START Given passage

Henry Engler  Thomson Reuters Regulatory Intelligence

Henry Engler  Thomson Reuters Regulatory Intelligence

Big U.S. banks have expressed concern over the numerous uncertainties they face ahead of new stress testing exercises from the Federal Reserve later this year. Uncertainties include the severity of the economic downturn banks will need to project as well as amount of data they must submit.

Last month, the Fed released the results of its supervisory stress tests for 2020 and a special “sensitivity analysis” conducted under a range of “plausible downside scenarios” related to the COVID-19 pandemic. At the same time, the Fed said banks will need to reassess their capital needs and resubmit their capital plans as well as conduct additional stress analyses “later this year.”

Just what “later this year” means and type of economic scenarios banks will be required to run through their models was a major concern during a recent webinar hosted by the Securities Industry and Financial Markets Association. In addition, there is worry over the amount of information banks will need to provide, given a shortened 45-day submission period. The Fed used to give banks 60 days in prior exercises.

Will the Fed incorporate a “W” economic scenario?

With a resurgence of COVID-19 in major states such as Texas, Florida and California, there is a rising risk the U.S. economy may be facing another decline in activity later this year, if businesses are forced to shut to slow the virus’s spread. Rather than a traditional “V” or “U-shaped” recession, a so-called “W-shaped” scenario is not something banks are used to incorporating in their models and projections for capital resiliency.

Marc Saidenberg of Ernst & Young said his biggest concern was if the “Fed is contemplating a ‘W’ recession.” Saidenberg, who works with many large firms on stress testing, added that “there is almost no model development to project credibly over a two-trough type of scenario. There are a lot of projection frameworks that are anchored by a decline and followed by a slow and steady recovery.”

Charles von Althann of PWC explained that further complicating the modeling and projection process is the unprecedented economic and financial stimulus provided by the government and Federal Reserve, and the uncertainty over whether such programs will continue. “Firms will need to use variables that reflect the extraordinary actions by government,” von Althann said. “How do you bake that into your models?”

END Given passage

= Tasks to perform =
(1) Translate this sentence from the article on bank stress testing into Spanish: "The Fed used to give banks 60 days in prior exercises."
(2) Return everything in the article on bank stress testing from "Big U.S. banks" down to "they must submit.".
(3) Resume the article on bank stress testing after its final sentence.

START Collected material

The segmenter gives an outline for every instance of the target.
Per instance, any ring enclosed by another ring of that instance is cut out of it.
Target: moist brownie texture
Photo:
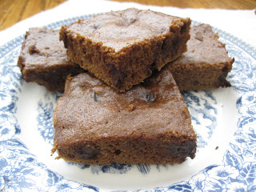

END Collected material

= Outputs for the tasks =
(1) La Fed solía dar a los bancos 60 días en ejercicios anteriores.

(2)
Big U.S. banks have expressed concern over the numerous uncertainties they face ahead of new stress testing exercises from the Federal Reserve later this year. Uncertainties include the severity of the economic downturn banks will need to project as well as amount of data they must submit.

(3)
Another uncertainty is the high level of forbearance that banks have shown their customers regarding loans and other forms of credit. It is very unclear to what extent such forbearance will continue. Some analysts see it ending later this year. “How are you going to forecast defaults and get them validated in time for the next submission?” von Althann asked.

Many senior bank executives have noted that consumer and business credit defaults were limited in the second quarter largely by government stimulus programs, making it more difficult to gauge borrowers’ true underlying creditworthiness and financial position.

As-of dates and capital submission requirements

Others voiced concerns over the date from when an updated capital submission would be required — the so-called “as-of” date — and how much information would need to be included. “As far as the challenges that we face, the first thing is the as-of dates,” said Suzie Grady of Credit Suisse. “The as-of date is critical for host of reasons but one of the biggest lifts is the data cleanup. I think the industry is assuming that June 30 kind of smells right for the as-of date.”

The next challenge, said Grady, is how many scenarios the Fed will require. “We are sort of assuming there will be three scenarios but that’s not definite,” she added.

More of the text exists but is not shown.